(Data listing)
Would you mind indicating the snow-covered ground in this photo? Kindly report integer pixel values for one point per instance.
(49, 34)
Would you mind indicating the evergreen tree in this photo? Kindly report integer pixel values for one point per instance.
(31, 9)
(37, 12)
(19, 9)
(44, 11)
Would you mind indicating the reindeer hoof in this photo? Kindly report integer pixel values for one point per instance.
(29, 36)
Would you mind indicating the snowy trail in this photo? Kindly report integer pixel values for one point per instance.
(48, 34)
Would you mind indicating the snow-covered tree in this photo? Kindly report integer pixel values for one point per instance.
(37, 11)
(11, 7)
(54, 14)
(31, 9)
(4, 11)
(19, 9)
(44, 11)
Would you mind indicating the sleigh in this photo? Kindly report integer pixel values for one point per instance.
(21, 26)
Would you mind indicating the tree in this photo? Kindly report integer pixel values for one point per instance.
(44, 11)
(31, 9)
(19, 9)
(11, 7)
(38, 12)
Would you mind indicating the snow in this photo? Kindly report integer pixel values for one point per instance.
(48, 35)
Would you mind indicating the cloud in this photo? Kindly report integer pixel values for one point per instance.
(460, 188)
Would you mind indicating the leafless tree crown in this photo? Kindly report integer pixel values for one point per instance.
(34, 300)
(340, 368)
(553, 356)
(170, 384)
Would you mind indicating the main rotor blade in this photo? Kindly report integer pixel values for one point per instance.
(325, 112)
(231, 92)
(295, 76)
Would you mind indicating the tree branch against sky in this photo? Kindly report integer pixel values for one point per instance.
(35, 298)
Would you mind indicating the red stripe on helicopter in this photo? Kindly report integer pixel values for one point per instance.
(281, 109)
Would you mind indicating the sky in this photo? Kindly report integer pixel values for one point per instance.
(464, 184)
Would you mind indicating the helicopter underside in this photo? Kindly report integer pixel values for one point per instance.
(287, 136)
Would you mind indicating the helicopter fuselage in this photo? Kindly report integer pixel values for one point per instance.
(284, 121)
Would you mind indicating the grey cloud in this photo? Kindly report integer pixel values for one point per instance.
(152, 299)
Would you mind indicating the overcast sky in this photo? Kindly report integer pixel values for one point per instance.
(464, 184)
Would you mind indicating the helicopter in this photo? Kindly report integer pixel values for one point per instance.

» GIVEN PROBLEM:
Using the entries above, please restate each one word for word.

» ANSWER FOR THIS EXERCISE:
Would you mind indicating the snow-covered ground in this photo? Kindly report integer pixel values for one point per instance.
(49, 34)
Would you mind indicating the evergreen tree in this photo? Kindly report integer pixel values for one point per instance.
(31, 9)
(37, 12)
(19, 9)
(44, 11)
Would you mind indicating the reindeer hoof in this photo? Kindly report integer pixel values for one point per instance.
(29, 36)
Would you mind indicating the snowy trail in this photo? Kindly report integer pixel values for one point per instance.
(48, 34)
Would you mind indicating the snow-covered tree in this photo? Kindly report integer pixel values for one point per instance.
(37, 11)
(11, 7)
(54, 14)
(31, 9)
(4, 11)
(19, 9)
(44, 11)
Would you mind indicating the sleigh in this photo? Kindly report integer pixel values for one point per instance.
(21, 26)
Would you mind indicating the tree in this photo? Kindly report integer pixel values for one point per instance.
(44, 11)
(31, 9)
(19, 9)
(11, 7)
(38, 12)
Would you mind indicating the snow in this photo? Kindly report integer pixel values for one point per instance.
(48, 35)
Would you mind indicating the cloud in this photo? Kindly report integer pixel values for one point per instance.
(460, 188)
Would you mind indicating the leafless tree crown in this photo? Kindly report integer pixel values for one point per instance.
(34, 300)
(340, 368)
(553, 356)
(170, 384)
Would you mind indicating the main rotor blade in this photo? Kindly report integer pixel values for one point per instance.
(325, 112)
(231, 92)
(295, 76)
Would you mind indicating the tree branch against sky in this photo? Kindly report integer pixel values for one point per instance.
(35, 298)
Would you mind indicating the red stripe on helicopter in this photo? Kindly report integer pixel values for one point per instance.
(281, 109)
Would you mind indicating the sky in this photo? Kindly report integer pixel values for one point per instance.
(464, 184)
Would you mind indicating the helicopter underside in this photo? Kindly report integer pixel values for one point per instance.
(287, 136)
Would you mind indicating the helicopter fuselage in this photo? Kindly report integer pixel values for one point per instance.
(284, 121)
Would you mind indicating the grey cloud in this photo? Kindly report integer pixel values for one point per instance.
(152, 299)
Would you mind indicating the overcast sky in this photo? Kindly report integer pixel values for one point per instance.
(464, 184)
Would you mind indicating the helicopter in this photo? Kindly report integer pixel values for one point per instance.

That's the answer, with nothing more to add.